(INSTRUCTIONS):
**1.** In the OneRNG design post, rewrite the paragraph beginning "We expect this - the thing is" as a short bulleted list that keeps its main facts.
**2.** Reproduce the OneRNG design post word for word, starting at "I actually build" and ending at "which is bad).".
**3.** Proceed with the OneRNG design post, picking up after its final sentence.

(EXCERPT):
[onerng talk] design decision questions
Paul Campbell
paul at taniwha.com
Mon Dec 29 09:44:35 GMT 2014
(sorry to take so long to reply, I'm travelling, slowly moving my timezone
....)
On Mon, 29 Dec 2014 01:07:50 Gerd v. Egidy wrote:
> you mean measuring the specific bias of your device when you bought &
> verified it and then later on during use checking for that specific bias as
> something like an id of your device?
>
> I don't think that will work particularly well with the hardware design of
> onerng: it is using two separate transistors. When there is a small
> temperature gradient between them, the characteristics of them will change
> differently. Also they slowly drift with age and humidity.
We expect this - the thing is that this is a $50 device, not a $500 one - it's
not just the bias at generation, but also down the amplification chain to the
point where it's sampled into the digital domain - and the associated
metastability at that point (actually a good thing!) - the design has been
tweaked to be 'about right' with the knowledge that there's going to be a
range, we could build something that had resistors tweaked on the
manufacturing line but then it would cost a lot more than $50 to manufacture
....
I actually build my first prototype with 3 noise sources , and discarded the
ones that didn't seem to be stable (for example the thermal noise RNG I built
seemed particularly susceptible to external noise which is bad).
In the end I went with the internal RF noise source, it was essentially 'free'
and there's already some analysis of its behaviour in the cc25xx data sheets.
Plus I added almost the generic avalanche circuit you find all over the web,
even using the same parts - why? because I want people to be able to verify
the circuit by comparing it with what they can find lots of other people using.
I think that verification is as important as performance, maybe more so .

(DATASET SECTION):
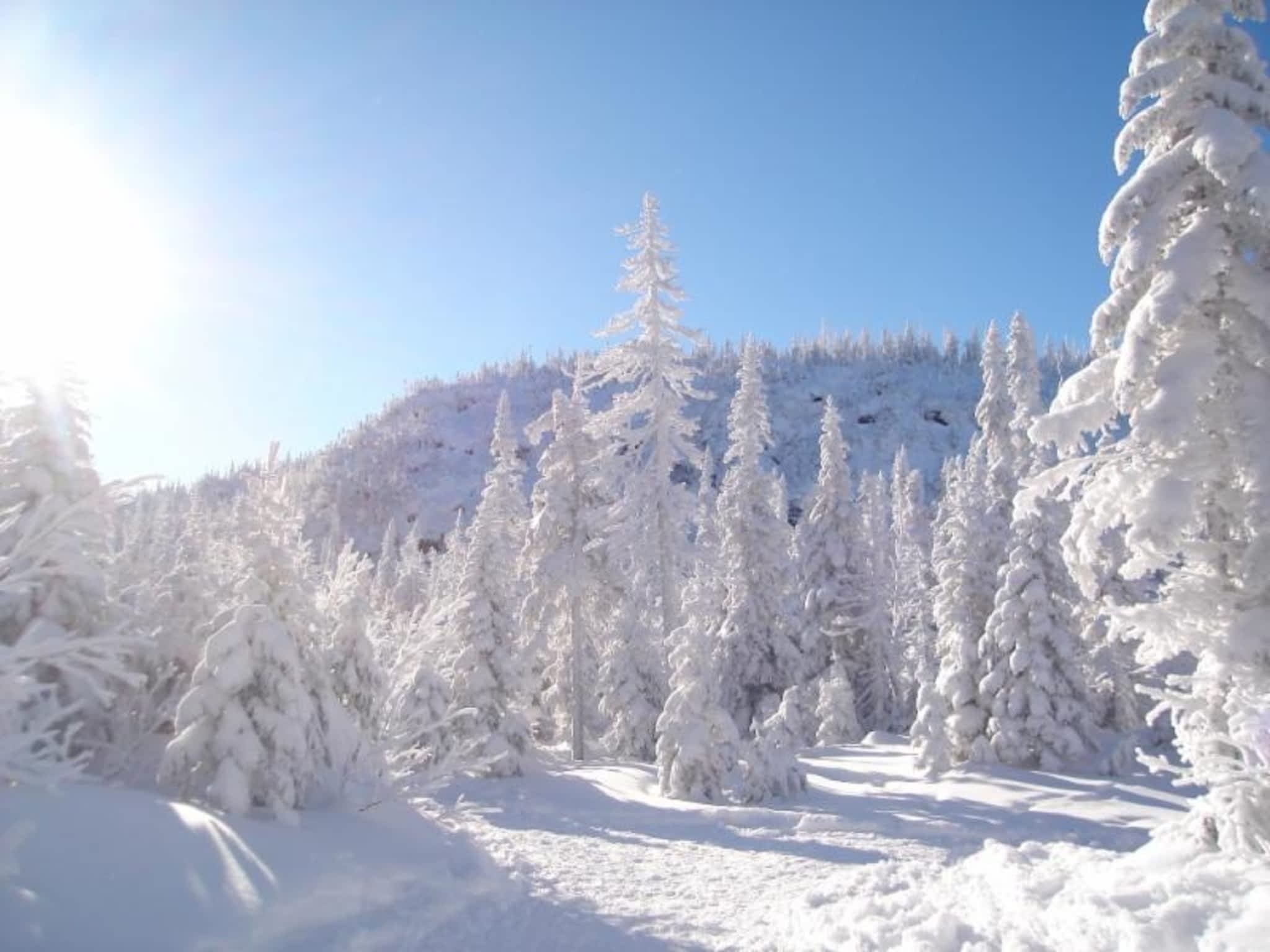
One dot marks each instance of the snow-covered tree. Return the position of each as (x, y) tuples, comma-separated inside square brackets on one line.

(OUTPUTS BY TASK):
**1.**
- The variation is expected, because this is a $50 device, not a $500 one.
- Bias arises at generation and also along the amplification chain up to the point where the signal is sampled into the digital domain. The metastability at that point is actually a good thing.
- The design was tuned to be "about right," on the understanding that there will be a range.
- Tweaking resistors on the manufacturing line would make the device cost much more than $50 to manufacture.

**2.**
I actually build my first prototype with 3 noise sources , and discarded the
ones that didn't seem to be stable (for example the thermal noise RNG I built
seemed particularly susceptible to external noise which is bad).

**3.**
We do have a different way to solve the issues about making 7.5 bits/byte or
even 7 (assuming the hardware degrades) - we keep the engine running all the
the time, if you don't pull entropy from the device at the full rate we
combine more entropy into the on board pool - if you're pulling data slowly
(say 10k bytes/sec) rather than 60kbytes/sec you're effectively combining 6
bytes into one turning 7.5 bits/byte into ~7.9 etc
(having said that I actually think that as far as confusing an attacker 7
bits/byte of entropy and 8 bits are both probably pretty effective provided
you're feeding them through an appropriate PRNG)
> To protect the device against hardware tampering or replacement against a
> fake device I'd suggest different methods like digitally signing and
> encrypting the usb datastream, combined with activating the readout
> protection and filling the shield with epoxy.
we sign the image in the device, the internal CPU doesn't have the oomph to do
crypto in software, but does have an AES unit so it could .... but if we can't
trust RNGs we can't trust our own AES that we can't realistically validate
... that doesn't mean that someone else can't use the AES to encrypt the USB
connection - that's what the programmer is for :-)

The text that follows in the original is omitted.